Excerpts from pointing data
———
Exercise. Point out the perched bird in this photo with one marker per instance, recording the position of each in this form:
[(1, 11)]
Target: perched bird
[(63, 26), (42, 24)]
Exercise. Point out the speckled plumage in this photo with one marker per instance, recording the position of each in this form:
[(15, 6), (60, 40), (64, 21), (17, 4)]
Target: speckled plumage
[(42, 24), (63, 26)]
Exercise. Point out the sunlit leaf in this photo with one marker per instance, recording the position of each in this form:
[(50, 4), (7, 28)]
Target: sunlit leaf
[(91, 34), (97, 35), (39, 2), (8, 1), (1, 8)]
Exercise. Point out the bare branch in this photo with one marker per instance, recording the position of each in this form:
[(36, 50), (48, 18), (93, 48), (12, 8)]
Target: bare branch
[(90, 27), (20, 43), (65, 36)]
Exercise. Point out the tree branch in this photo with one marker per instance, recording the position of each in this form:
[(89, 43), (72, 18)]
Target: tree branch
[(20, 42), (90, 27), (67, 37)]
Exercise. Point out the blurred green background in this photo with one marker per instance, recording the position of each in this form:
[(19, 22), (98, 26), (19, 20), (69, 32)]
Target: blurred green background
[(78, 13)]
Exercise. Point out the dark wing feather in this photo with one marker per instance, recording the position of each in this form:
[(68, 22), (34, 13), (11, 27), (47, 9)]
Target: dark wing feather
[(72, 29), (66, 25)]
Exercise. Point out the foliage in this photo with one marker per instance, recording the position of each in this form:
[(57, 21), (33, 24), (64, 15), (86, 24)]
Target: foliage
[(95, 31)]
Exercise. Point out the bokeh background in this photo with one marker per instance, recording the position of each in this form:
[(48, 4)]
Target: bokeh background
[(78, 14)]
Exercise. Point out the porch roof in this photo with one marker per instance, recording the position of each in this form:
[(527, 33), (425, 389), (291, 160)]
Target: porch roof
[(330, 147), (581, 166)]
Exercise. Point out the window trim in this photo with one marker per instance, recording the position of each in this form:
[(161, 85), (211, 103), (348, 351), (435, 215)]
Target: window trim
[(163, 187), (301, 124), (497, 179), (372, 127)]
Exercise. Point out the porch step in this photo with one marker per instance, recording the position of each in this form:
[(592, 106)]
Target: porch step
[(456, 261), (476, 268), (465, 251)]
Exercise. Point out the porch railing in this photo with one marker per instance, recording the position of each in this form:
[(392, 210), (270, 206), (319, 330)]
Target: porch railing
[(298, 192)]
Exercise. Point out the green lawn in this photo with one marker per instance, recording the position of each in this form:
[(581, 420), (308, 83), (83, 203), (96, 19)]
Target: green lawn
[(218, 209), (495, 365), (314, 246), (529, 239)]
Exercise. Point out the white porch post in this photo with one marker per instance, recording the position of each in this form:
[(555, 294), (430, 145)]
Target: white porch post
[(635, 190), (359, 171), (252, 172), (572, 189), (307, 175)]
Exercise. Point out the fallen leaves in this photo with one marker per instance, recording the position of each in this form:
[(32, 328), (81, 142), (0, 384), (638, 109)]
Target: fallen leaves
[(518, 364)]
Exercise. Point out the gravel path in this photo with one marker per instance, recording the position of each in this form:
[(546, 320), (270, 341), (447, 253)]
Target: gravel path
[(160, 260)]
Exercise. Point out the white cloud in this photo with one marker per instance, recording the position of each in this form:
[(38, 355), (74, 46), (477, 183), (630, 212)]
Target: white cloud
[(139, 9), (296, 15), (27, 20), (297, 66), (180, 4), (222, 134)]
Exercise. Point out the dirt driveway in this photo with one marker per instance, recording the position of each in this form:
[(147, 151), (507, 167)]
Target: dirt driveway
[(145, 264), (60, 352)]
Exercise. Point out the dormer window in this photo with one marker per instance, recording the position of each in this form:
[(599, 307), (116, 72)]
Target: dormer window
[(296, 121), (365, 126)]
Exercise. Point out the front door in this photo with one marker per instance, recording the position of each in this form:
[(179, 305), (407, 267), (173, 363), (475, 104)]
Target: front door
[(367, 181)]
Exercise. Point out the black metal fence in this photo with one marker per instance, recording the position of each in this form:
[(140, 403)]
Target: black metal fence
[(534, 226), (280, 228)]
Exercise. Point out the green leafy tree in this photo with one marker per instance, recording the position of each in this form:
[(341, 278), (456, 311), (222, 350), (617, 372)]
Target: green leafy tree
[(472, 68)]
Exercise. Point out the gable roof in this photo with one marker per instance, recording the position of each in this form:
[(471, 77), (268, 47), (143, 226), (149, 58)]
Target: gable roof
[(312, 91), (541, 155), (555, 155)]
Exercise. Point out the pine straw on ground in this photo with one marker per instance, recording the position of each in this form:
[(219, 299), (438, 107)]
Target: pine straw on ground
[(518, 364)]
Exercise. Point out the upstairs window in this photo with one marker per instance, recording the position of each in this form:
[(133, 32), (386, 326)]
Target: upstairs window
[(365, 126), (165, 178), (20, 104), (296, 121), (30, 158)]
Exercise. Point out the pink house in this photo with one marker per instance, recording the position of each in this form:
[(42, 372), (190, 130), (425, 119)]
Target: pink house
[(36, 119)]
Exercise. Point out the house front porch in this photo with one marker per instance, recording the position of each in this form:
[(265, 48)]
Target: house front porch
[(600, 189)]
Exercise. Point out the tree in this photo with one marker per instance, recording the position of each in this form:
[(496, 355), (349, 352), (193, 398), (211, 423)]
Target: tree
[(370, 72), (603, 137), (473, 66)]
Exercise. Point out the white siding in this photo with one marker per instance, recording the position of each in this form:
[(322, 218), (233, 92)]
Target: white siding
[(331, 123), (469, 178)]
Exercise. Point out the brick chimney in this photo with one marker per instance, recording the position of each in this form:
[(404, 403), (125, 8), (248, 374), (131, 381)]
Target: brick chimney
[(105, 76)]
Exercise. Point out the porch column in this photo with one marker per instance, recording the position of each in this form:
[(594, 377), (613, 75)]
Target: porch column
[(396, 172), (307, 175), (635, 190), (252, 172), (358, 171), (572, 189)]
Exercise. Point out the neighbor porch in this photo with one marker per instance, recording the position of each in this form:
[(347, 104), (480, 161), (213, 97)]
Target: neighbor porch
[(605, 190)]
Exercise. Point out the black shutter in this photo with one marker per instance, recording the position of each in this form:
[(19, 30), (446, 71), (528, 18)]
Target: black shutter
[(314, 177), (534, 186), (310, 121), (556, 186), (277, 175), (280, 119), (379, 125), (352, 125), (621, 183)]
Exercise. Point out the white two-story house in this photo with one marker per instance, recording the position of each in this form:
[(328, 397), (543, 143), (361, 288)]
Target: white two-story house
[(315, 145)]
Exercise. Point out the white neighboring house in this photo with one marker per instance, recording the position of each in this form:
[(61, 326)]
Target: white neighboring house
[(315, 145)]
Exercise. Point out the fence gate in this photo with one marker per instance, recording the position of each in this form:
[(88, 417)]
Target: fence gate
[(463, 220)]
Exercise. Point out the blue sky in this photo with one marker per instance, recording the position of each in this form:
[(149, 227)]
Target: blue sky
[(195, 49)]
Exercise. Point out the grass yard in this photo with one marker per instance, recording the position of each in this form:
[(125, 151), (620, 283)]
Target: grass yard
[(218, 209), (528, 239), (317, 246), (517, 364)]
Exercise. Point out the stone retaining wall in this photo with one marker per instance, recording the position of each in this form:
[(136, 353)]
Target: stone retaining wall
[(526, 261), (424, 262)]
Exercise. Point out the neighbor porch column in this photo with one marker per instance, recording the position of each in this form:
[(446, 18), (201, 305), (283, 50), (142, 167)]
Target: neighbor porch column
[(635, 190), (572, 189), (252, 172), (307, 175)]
———
== What is expected ==
Please quote the material above word for word, from its first line through its last.

== Solution ==
Exercise. Point out the perched bird in this photo with one marker per instance, recording the position of each in this form:
[(1, 11)]
Target: perched bird
[(63, 26), (42, 24)]
Exercise. Point out the speckled plumage in this photo with one marker per instance, recording the position of each in this form:
[(15, 6), (60, 40), (64, 21), (17, 4)]
Target: speckled plumage
[(42, 24), (63, 26)]
Exercise. Point out the sunlit leaf in this photo with one marker per instance, recording the position of each in this form:
[(50, 4), (7, 28)]
Target: sunlit leaf
[(91, 34), (97, 35), (39, 2), (8, 1), (1, 8)]
Exercise. Point out the bare branch in this photo with one marker per instance, recording the position of each in this form:
[(36, 50), (48, 18), (93, 48), (12, 8)]
Target: bare branch
[(90, 27), (20, 43), (65, 36)]
Exercise. Point out the tree branch in this photo with one marker per instance, recording the position of each in this form:
[(89, 43), (72, 18)]
Target: tree branch
[(20, 42), (90, 27), (67, 37)]
Exercise. Point out the blurred green background in this photo with one marker per instance, recording the position of each in this form:
[(19, 22), (98, 26), (19, 20), (69, 32)]
Target: blurred green background
[(78, 13)]
Exercise. Point out the dark wing feather in this photo with one marker per instance, recording the position of each in this form:
[(68, 22), (34, 13), (11, 27), (47, 9)]
Target: dark wing feather
[(72, 29), (66, 25)]
Exercise. Point out the foliage in this photo with one marker per instance, recording the position of each in this form:
[(57, 21), (33, 24), (64, 15), (86, 24)]
Target: foliage
[(95, 31)]
Exercise. Point out the bokeh background in this photo with one marker per instance, recording the position of each in this form:
[(48, 4)]
Target: bokeh background
[(78, 14)]
Exercise. Point out the porch roof in this photo with one marker per instance, recording the position of each in this form:
[(527, 33), (425, 389), (291, 160)]
Target: porch roof
[(330, 147), (581, 166)]
Exercise. Point out the window trim in this photo with one marker per instance, recording the position of each in this form:
[(161, 85), (211, 103), (348, 351), (435, 215)]
Target: window trim
[(163, 187), (301, 124), (497, 179), (372, 127)]
Exercise. Point out the porch step in this photo with one marker per instance, recording the position of each in this form:
[(592, 106)]
Target: porch step
[(456, 261), (476, 268), (465, 251)]
Exercise. Point out the porch railing in this photo with one marker per instance, recording the position of each in this form:
[(392, 210), (270, 206), (319, 330)]
Target: porch railing
[(298, 192)]
Exercise. Point out the green lawn in this photo with one marker per instance, recording the position of each in this form:
[(581, 420), (308, 83), (83, 203), (96, 19)]
Target: green lawn
[(218, 209), (495, 365), (314, 246), (529, 239)]
Exercise. Point out the white porch post in this photo with one marker per instance, recording the position of each in this form:
[(555, 294), (430, 145)]
Target: white porch post
[(635, 190), (359, 171), (252, 172), (572, 189), (307, 175)]
Exercise. Point out the fallen leaves in this photo with one marker per instance, recording the position of each in this form:
[(32, 328), (81, 142), (0, 384), (638, 109)]
Target: fallen leaves
[(518, 364)]
Exercise. Point out the gravel path in this photo with one marker per instance, recording the position of each in this form:
[(546, 320), (270, 341), (447, 253)]
Target: gravel path
[(160, 260)]
Exercise. Point out the white cloud in this photo with one marker per instance, recording the position of each in this form:
[(38, 355), (74, 46), (477, 183), (630, 212)]
Target: white cloud
[(139, 9), (296, 15), (27, 20), (297, 66), (180, 4), (222, 134)]
Exercise. Point out the dirt driveway in this photo with one marker per instance, recording the position of each in this form:
[(147, 151), (507, 167)]
Target: dirt driveway
[(145, 264), (60, 352)]
Exercise. Point out the dormer window in this photo with one marker per instance, recording the position of each in this form:
[(599, 307), (116, 72)]
Target: dormer window
[(296, 121), (365, 126)]
Exercise. Point out the front door in this photo with one marker per instance, recording the position of each in this form:
[(179, 305), (407, 267), (173, 363), (475, 104)]
Target: front door
[(367, 181)]
Exercise. Point out the black metal fence in this photo with one marker per instance, recording the position of each in this form:
[(140, 403)]
Target: black metal fence
[(534, 226), (280, 228)]
Exercise. Point out the green leafy tree in this photo with one marker per instance, recording the position of each in this form:
[(341, 278), (456, 311), (222, 350), (617, 372)]
Target: green leafy tree
[(472, 68)]
Exercise. Point out the gable roof in this photo with one marker per instance, recording the position of each in this form:
[(471, 77), (268, 47), (143, 226), (149, 58)]
Target: gable roof
[(312, 91), (541, 155), (555, 155)]
Exercise. Point out the pine straw on ground in this photo with one marker per instance, recording the position of each in this form:
[(219, 299), (438, 107)]
Target: pine straw on ground
[(518, 364)]
Exercise. Point out the upstairs window in this photo with one marker per instance, recording the position of each in this form:
[(133, 32), (386, 326)]
Target: upstairs window
[(365, 126), (165, 178), (20, 104), (296, 121), (30, 158)]
Exercise. Point out the pink house in this photo with one marker per instance, recording the position of each in this form:
[(42, 372), (190, 130), (425, 119)]
Target: pink house
[(36, 119)]
Exercise. Point out the house front porch in this photo with one marker per instance, recording the position of each in this form:
[(265, 48)]
Target: house front porch
[(600, 189)]
Exercise. Point out the tree in this photo with one marker per instance, recording the position of each in this form:
[(496, 355), (349, 352), (193, 398), (211, 423)]
Target: tree
[(370, 72), (603, 137), (473, 66)]
Exercise. Point out the white siding in this photo with one marker per instance, recording the position of each in this form:
[(322, 218), (233, 92)]
Target: white siding
[(331, 123), (469, 178)]
Exercise. Point out the brick chimney in this photo with one marker per instance, recording the position of each in this form:
[(404, 403), (125, 8), (248, 374), (131, 381)]
Target: brick chimney
[(105, 76)]
Exercise. Point out the porch column in this photo with one marker per instance, recording the position of each in this form:
[(594, 377), (613, 75)]
Target: porch column
[(396, 172), (307, 175), (635, 190), (252, 172), (358, 171), (572, 189)]
Exercise. Point out the neighbor porch in this photo with one marker per instance, recording the position of each in this form:
[(347, 104), (480, 161), (213, 97)]
Target: neighbor porch
[(605, 190)]
Exercise. Point out the black shutter in this photo with one marker per instance, recording the position of each in this form:
[(19, 30), (446, 71), (528, 18)]
Target: black shutter
[(314, 177), (534, 186), (310, 121), (556, 186), (277, 175), (280, 119), (379, 125), (352, 125), (621, 183)]
Exercise. Point out the white two-story house in this photo with one marker per instance, recording the position of each in this form:
[(328, 397), (543, 143), (361, 288)]
Target: white two-story house
[(315, 145)]
Exercise. Point out the white neighboring house in this photo with one marker per instance, recording the position of each in this form:
[(61, 326)]
Target: white neighboring house
[(315, 145)]
Exercise. Point out the fence gate in this photo with one marker per instance, recording the position of each in this form:
[(88, 417)]
Target: fence gate
[(463, 220)]
Exercise. Point out the blue sky in this photo with one marker per instance, recording the position of each in this form:
[(149, 227)]
Target: blue sky
[(195, 49)]
Exercise. Point out the grass yard in this photo with one marker per instance, recording the position of each in this form:
[(125, 151), (620, 283)]
Target: grass yard
[(218, 209), (528, 239), (317, 246), (517, 364)]
Exercise. Point out the stone retaining wall in this photo with one marker per instance, recording the position of each in this form:
[(136, 353)]
Target: stone retaining wall
[(526, 261), (424, 262)]
Exercise. Point out the neighbor porch column in this photo with one marker per instance, recording the position of each in this form:
[(446, 18), (201, 305), (283, 50), (142, 167)]
Target: neighbor porch column
[(635, 190), (572, 189), (252, 172), (307, 175)]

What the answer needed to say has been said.